Just because Mugabe and ZANU PF have stopped working for Mashonaland does not mean that tribalism is totally asleep. Tribalism stems from the lie that certain human beings are less than fully human. It is a self-centred falsehood that corrupts our minds into believing it is right to treat others as we would not want to be treated. Matabeleland must not be blindly roped into the current protests whose focus is narrow. The removal of Mugabe is not the removal of systems and structures that many in Mashonaland have not only been beneficiaries of but also supported wholeheartedly.

Our experience of Zimbabwean independence is that it has distorted the efficient allocation of resources and access to opportunity in the country to the extent that Matabeleland has become a victim and not a beneficiary of the ouster of the Ian Smith regime. Zimbabwean independence is, to Matabeleland, not an alternative democracy or freedom but a tribal dictatorship that has turned ethnic Shona creed into law. For a region that has borne Gukurahundi brutality of 1983/4, Matabeleland may find it impossible to identify with the motives of the current protests. Unfortunately, many in Mashonaland fail to appreciate our perception and thus find it confusing, if not petty, when we argue that their solutions retain our problems.
════════════════════
Extend the essay above on Matabeleland and the protests against Mugabe by adding the next paragraph, picking up after its final sentence.

→ Supplied data:
════════════════════
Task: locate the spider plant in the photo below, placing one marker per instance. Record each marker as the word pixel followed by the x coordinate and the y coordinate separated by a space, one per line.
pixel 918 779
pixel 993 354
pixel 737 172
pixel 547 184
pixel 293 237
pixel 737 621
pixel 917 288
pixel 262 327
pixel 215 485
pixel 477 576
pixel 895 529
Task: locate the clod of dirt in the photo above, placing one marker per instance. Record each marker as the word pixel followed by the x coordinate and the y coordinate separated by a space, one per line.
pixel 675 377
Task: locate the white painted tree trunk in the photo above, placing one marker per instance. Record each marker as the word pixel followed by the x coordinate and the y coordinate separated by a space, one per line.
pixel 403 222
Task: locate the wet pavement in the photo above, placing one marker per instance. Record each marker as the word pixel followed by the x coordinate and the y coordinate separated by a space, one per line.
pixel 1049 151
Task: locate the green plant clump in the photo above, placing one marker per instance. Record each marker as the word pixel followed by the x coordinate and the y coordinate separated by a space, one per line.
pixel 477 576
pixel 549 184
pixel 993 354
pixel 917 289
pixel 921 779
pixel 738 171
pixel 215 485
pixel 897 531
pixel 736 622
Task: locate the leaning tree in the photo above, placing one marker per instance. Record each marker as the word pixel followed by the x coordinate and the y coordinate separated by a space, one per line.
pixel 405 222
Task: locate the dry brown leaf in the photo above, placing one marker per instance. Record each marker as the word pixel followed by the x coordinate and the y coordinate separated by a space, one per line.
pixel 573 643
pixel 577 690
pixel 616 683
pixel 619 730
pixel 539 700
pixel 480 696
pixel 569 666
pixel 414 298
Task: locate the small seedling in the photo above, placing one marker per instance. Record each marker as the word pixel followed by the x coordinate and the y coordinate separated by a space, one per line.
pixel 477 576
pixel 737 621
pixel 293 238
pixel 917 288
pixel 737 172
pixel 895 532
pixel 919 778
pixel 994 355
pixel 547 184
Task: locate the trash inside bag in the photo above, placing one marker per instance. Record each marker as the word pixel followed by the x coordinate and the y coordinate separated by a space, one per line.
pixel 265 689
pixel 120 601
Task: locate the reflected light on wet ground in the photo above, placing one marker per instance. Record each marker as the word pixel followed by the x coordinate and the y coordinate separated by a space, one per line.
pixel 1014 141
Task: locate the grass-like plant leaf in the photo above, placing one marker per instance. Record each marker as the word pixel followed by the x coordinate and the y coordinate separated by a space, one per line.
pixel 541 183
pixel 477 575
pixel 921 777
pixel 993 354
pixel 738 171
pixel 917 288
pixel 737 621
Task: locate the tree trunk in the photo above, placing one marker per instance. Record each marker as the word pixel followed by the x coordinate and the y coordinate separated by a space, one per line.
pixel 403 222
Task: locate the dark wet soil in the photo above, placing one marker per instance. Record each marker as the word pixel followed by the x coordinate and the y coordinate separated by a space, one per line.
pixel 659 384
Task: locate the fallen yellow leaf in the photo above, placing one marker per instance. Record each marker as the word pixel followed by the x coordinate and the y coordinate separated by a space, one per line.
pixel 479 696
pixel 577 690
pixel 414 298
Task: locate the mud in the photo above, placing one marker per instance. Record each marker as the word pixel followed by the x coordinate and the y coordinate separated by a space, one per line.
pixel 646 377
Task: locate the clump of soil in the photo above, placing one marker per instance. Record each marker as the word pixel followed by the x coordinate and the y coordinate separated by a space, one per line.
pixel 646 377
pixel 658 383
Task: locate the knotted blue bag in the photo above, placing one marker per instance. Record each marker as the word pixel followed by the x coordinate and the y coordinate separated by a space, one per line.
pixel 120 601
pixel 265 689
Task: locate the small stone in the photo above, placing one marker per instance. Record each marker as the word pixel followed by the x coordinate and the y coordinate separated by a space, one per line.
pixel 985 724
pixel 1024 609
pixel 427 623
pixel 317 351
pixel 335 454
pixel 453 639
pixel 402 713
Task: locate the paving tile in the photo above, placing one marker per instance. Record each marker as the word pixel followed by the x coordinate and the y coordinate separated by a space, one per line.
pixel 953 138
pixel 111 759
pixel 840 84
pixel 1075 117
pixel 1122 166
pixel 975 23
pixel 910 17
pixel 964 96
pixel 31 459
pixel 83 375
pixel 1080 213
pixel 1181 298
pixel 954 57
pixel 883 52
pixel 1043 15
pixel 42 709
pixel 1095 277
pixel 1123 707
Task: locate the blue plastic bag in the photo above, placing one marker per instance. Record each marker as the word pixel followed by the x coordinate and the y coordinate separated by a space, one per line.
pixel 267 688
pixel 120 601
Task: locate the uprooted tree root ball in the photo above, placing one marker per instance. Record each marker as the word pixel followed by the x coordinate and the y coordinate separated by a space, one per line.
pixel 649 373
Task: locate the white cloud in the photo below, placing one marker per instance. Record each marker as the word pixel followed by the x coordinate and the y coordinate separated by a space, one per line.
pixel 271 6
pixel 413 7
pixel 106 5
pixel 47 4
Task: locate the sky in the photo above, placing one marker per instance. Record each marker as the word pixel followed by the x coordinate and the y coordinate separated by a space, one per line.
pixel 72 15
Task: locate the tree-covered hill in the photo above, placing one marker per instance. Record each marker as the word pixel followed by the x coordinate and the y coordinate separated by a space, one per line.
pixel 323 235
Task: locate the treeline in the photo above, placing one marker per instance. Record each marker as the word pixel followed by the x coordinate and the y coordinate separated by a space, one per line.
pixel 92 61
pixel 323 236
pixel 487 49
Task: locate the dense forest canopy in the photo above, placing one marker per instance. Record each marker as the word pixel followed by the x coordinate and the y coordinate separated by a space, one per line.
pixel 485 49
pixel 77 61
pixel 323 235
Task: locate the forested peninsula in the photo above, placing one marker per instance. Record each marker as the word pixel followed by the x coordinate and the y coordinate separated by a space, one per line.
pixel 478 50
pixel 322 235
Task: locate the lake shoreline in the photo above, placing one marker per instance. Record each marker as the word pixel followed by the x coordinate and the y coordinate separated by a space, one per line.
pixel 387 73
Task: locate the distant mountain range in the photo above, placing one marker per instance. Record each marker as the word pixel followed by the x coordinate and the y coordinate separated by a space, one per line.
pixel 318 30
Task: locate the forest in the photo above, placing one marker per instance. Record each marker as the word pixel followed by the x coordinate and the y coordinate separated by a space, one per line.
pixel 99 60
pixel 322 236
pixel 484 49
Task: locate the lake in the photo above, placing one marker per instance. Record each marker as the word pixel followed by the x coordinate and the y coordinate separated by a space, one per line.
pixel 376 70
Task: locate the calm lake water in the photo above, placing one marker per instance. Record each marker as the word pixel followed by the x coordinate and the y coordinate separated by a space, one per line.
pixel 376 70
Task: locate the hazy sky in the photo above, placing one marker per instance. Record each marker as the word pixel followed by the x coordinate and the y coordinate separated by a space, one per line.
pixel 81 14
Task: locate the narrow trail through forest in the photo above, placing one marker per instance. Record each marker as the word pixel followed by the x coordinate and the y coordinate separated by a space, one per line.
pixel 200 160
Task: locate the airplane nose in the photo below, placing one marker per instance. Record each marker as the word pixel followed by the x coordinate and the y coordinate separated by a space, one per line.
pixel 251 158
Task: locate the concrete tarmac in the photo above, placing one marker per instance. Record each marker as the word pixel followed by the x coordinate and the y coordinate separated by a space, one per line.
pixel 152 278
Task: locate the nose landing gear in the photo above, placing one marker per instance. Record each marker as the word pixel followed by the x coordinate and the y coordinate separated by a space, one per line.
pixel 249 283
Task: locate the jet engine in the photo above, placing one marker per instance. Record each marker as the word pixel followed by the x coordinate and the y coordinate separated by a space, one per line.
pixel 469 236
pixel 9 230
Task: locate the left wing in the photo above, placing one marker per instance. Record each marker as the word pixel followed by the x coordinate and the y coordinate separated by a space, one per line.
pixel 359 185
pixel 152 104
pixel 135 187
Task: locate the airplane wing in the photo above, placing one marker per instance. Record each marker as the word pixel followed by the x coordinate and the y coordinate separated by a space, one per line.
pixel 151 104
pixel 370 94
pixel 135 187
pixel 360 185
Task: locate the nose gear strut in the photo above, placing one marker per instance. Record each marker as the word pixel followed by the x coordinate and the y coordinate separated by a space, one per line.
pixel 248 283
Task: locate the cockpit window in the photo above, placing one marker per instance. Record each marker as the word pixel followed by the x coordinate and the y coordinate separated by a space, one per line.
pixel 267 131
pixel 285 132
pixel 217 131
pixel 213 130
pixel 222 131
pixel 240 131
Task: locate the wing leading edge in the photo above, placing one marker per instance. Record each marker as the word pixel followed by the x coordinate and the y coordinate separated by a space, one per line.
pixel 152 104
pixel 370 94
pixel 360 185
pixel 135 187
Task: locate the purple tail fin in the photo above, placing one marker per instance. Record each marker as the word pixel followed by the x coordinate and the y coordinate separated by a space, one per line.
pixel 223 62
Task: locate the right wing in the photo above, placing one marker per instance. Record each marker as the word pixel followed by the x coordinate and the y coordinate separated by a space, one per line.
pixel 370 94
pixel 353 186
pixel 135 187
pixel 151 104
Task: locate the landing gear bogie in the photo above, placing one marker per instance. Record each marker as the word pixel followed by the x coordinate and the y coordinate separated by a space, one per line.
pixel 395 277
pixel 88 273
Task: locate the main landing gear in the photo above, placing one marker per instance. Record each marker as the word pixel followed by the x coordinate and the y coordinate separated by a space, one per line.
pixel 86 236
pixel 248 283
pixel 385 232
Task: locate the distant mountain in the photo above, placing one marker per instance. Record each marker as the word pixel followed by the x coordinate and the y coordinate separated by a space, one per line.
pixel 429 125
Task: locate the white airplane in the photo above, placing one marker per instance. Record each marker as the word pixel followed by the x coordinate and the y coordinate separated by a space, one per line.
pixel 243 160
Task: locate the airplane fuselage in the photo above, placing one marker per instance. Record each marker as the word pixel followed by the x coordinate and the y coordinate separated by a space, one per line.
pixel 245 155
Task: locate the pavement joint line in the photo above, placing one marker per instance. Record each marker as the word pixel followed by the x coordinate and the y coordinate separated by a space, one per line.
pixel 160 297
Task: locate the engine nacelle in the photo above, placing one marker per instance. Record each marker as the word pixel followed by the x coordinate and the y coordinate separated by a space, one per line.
════════════════════
→ Exercise output:
To conclude, I remain unconvinced that the mere removal of Mugabe from power is the solution to our problems. Yes, he is the central and one of the most recognisable figures in a brutal system but he is merely an essential component in a much larger piece of equipment. There is no evidence that the protesters’ target is dismantling the heavy machinery of tribalism and not merely replacing what they now perceive to be a malfunctioning piece in that machinery. Matabeleland will do well to use more brains and less emotions with regards to its role in the current protests. Let us be clear about our values then it would be easier to make decisions about our future.